▸ **PROBLEM REQUIREMENTS**:
Pick out each line of the data below that contains the string "instance", treating uppercase and lowercase as different.

▸ **RECORDS TO USE**:

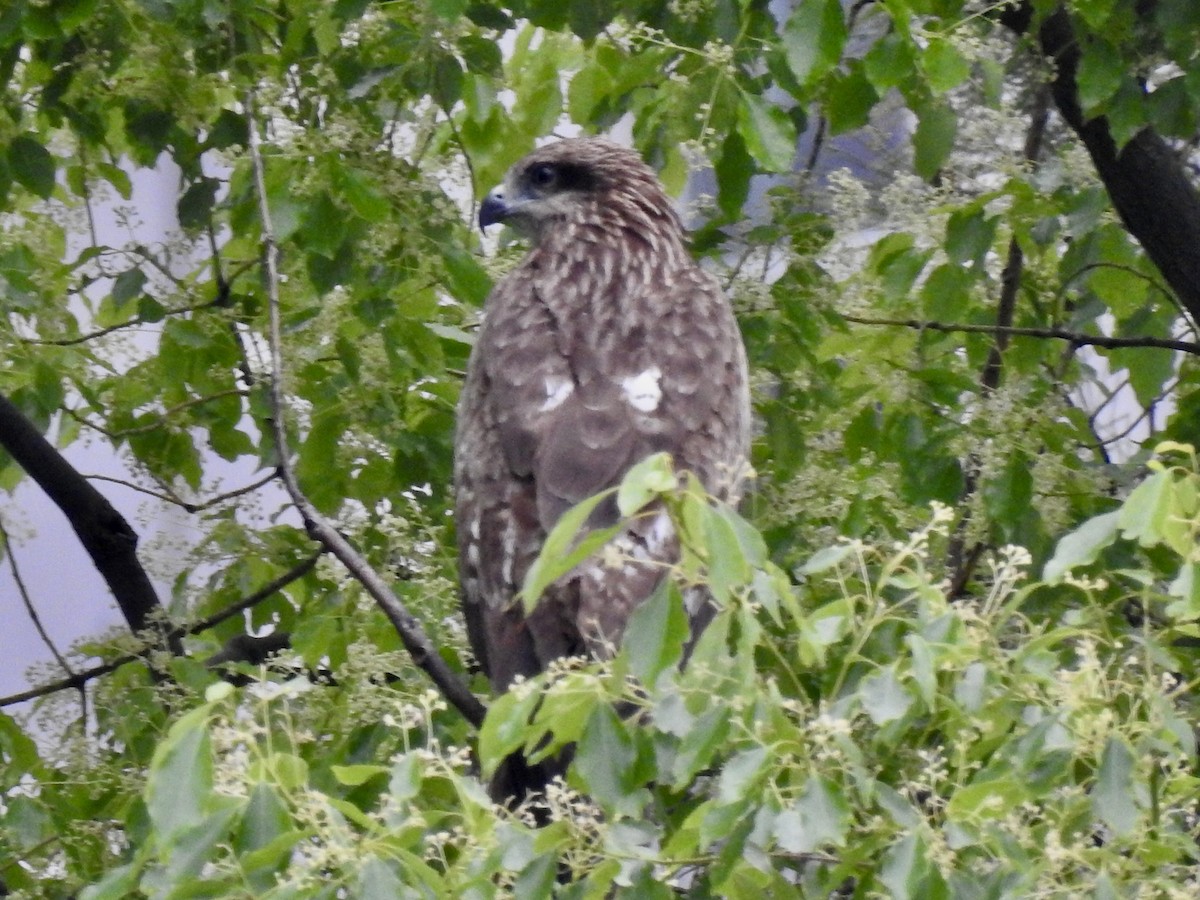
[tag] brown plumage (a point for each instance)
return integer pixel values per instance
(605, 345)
* * *
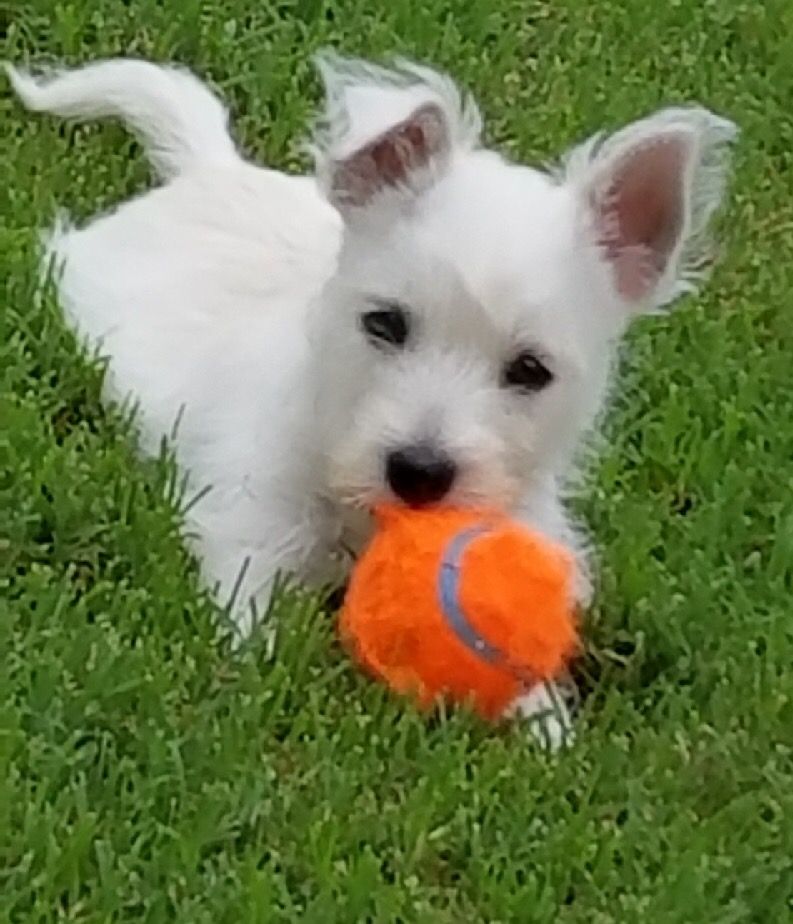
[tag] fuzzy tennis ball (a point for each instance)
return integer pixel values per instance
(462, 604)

▸ **CORRECT RESPONSE**:
[tag] brown plumage (a point for each instance)
return integer pixel values per instance
[tag] fuzzy tennis ball (a point for each instance)
return integer pixel values per instance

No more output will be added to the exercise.